* [Quoted passage]
The following is the complete code to accomplish this requirement:

  1. Load the PDF using ‘ap.Document’.
  2. Configure rendering resolution.
  3. Use ‘PngDevice.process’ to convert the selected PDF page into an image.
  4. Run OCR on the generated image.
  5. Create a new PDF from OCR output.
  6. Save the searchable PDF.

    import aspose.pdf as ap
    import io
    # Requires: pip install pytesseract
    # Also ensure the Tesseract OCR engine is installed and available on your system PATH.
    import pytesseract
    from pathlib import Path


    # Path to the source PDF
    input_pdf_path = "input.pdf"
    # Path for the temporary image               
    temp_image_path = "temp_image.png" 
    # Path for the searchable PDF        
    output_pdf_path = "output_searchable.pdf"  
    page_number = 1
    image_stream = io.FileIO(temp_image_path, 'w')
    try:
        document = ap.Document(input_pdf_path)
        resolution = ap.devices.Resolution(300)
        png_device = ap.devices.PngDevice(resolution)
        png_device.process(document.pages[page_number], image_stream)
        image_stream.close()
        pdf = pytesseract.image_to_pdf_or_hocr(temp_image_path, extension='pdf')
        document = ap.Document(io.BytesIO(pdf))
        document.save(output_pdf_path)
    finally:
        image_file = Path(temp_image_path)
        image_file.unlink(missing_ok=True)

(Location labeling records)
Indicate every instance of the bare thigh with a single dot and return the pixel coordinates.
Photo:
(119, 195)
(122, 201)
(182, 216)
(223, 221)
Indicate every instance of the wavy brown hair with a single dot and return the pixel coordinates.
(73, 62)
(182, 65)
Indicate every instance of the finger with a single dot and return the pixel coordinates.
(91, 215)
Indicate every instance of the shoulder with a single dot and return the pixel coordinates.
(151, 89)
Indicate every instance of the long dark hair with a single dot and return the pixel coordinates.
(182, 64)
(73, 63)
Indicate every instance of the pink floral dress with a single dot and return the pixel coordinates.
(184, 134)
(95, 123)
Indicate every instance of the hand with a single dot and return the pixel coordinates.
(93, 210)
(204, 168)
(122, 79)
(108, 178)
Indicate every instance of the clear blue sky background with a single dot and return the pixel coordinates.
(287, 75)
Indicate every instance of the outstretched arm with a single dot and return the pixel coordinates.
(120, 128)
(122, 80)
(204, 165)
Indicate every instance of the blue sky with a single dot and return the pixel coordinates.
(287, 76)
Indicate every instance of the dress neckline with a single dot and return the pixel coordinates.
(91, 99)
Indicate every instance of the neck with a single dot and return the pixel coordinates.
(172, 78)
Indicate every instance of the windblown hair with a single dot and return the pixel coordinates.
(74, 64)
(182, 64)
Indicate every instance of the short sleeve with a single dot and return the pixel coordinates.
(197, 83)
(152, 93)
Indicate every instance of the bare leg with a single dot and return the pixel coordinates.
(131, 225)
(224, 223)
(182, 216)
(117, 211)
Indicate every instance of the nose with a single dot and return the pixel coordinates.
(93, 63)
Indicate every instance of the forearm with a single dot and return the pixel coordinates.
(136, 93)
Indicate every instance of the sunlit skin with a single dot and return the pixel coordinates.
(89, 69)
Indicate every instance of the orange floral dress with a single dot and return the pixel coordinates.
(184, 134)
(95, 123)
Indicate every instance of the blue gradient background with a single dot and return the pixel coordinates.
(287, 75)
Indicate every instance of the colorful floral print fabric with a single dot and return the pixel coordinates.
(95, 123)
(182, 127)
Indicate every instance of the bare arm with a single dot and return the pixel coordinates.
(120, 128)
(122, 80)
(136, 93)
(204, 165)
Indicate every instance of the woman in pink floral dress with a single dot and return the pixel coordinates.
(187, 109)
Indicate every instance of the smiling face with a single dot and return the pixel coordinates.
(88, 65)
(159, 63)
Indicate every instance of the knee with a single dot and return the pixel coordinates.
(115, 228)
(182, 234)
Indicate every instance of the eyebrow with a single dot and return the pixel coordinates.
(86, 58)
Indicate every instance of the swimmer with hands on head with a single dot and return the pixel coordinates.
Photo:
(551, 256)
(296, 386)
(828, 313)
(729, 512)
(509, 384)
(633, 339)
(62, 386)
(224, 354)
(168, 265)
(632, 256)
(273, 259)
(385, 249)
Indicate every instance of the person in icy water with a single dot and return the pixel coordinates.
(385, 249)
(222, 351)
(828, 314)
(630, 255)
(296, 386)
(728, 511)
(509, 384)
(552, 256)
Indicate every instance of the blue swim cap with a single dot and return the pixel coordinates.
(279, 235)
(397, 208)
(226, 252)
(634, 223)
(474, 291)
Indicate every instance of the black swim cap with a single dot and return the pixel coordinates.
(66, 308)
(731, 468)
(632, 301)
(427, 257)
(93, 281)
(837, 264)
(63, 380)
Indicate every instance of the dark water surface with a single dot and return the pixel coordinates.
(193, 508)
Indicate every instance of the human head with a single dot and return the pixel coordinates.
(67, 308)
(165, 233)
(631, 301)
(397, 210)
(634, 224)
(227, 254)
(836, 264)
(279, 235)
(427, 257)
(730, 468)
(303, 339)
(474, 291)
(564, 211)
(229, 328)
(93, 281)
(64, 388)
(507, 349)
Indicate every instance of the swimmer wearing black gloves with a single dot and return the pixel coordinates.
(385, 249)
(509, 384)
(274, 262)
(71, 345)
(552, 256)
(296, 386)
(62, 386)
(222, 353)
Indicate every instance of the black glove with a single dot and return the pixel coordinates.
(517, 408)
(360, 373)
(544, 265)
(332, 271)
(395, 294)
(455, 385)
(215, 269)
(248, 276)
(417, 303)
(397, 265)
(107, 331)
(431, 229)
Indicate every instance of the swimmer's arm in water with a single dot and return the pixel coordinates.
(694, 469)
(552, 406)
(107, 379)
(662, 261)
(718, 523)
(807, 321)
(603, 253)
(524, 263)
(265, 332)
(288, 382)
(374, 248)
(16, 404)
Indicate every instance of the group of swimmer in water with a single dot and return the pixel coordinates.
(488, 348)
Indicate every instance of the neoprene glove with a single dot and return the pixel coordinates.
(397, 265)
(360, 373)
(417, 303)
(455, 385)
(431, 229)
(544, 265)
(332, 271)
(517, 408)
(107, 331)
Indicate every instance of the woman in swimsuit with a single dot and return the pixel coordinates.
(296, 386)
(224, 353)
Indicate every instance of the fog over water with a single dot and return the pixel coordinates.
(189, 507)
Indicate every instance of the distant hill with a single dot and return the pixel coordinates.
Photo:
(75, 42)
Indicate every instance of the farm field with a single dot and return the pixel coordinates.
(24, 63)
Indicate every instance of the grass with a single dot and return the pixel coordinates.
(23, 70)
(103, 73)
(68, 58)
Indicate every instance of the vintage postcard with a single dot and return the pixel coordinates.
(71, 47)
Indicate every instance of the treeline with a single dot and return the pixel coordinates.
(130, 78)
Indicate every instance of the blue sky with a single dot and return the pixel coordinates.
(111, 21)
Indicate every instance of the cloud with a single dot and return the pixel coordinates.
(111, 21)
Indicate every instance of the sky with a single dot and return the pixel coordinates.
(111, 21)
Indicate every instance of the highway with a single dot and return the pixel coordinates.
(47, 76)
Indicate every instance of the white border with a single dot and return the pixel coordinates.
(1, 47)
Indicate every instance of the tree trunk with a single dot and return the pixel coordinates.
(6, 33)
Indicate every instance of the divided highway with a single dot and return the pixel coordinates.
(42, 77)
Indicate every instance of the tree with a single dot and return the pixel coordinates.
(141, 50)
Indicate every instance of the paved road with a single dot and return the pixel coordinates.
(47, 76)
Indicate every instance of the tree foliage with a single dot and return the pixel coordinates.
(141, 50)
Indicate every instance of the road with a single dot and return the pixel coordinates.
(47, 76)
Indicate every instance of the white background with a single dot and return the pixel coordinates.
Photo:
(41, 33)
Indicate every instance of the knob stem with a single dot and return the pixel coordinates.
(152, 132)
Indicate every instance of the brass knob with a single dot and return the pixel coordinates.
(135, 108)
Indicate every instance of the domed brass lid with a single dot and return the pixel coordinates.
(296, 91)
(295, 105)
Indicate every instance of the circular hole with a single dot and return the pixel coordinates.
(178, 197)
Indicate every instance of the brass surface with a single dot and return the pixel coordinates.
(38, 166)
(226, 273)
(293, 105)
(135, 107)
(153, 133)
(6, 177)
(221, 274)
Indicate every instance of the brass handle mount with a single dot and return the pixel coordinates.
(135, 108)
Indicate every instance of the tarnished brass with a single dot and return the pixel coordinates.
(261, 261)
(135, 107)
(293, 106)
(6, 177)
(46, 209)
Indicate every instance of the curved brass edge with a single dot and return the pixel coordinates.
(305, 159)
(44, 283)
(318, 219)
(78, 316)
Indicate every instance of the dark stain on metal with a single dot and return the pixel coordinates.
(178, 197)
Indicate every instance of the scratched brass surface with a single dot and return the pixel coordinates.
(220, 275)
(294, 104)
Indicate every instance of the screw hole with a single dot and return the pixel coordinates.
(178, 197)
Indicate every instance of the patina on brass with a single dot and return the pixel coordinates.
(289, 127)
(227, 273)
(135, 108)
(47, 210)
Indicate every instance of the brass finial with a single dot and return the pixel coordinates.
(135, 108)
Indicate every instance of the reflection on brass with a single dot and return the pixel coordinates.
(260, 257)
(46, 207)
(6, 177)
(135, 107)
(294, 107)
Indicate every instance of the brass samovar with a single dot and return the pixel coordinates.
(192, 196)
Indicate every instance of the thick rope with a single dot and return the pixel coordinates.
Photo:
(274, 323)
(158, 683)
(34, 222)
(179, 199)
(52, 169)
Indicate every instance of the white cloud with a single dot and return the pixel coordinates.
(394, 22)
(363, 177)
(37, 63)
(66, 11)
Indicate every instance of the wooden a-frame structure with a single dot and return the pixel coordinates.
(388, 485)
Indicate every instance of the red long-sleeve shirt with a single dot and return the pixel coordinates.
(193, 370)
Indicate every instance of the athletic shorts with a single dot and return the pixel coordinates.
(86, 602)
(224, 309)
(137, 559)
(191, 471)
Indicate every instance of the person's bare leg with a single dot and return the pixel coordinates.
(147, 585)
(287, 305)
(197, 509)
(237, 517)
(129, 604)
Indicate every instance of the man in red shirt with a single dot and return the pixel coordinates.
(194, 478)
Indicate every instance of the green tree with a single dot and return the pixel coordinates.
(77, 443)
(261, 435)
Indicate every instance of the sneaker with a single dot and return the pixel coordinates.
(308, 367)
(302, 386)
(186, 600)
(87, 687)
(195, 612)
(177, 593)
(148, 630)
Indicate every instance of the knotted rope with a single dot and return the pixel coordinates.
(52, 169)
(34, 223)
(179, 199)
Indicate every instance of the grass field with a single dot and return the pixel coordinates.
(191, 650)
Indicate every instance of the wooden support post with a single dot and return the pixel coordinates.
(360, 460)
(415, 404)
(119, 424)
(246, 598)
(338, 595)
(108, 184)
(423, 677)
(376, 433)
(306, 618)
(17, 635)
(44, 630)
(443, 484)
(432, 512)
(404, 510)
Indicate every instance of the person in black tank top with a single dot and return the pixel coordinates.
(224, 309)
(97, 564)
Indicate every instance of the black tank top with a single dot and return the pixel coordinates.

* [What you need to do]
1 > Transcribe the part of the searchable PDF code starting with "The following is" and going on through "the generated image.".
2 > Answer these questions about the searchable PDF code:
(a) What value is passed to the resolution setting?
(b) What file path is assigned to the searchable PDF output?
(c) Which package does the comment say to install with pip?
3 > State whether each statement agrees with the searchable PDF code, quoting the words that decide it:
(a) The page is rendered at a resolution of 300.
(b) The temporary image is stored as a JPEG file.
(c) Saving the searchable PDF is the last step in the numbered list.

* [Replies]
1 >
The following is the complete code to accomplish this requirement:

  1. Load the PDF using ‘ap.Document’.
  2. Configure rendering resolution.
  3. Use ‘PngDevice.process’ to convert the selected PDF page into an image.
  4. Run OCR on the generated image.

2 >
(a) 300
(b) "output_searchable.pdf"
(c) pytesseract

3 >
(a) Yes: "resolution = ap.devices.Resolution(300)"
(b) No: "temp_image_path = "temp_image.png""
(c) Yes: "6. Save the searchable PDF."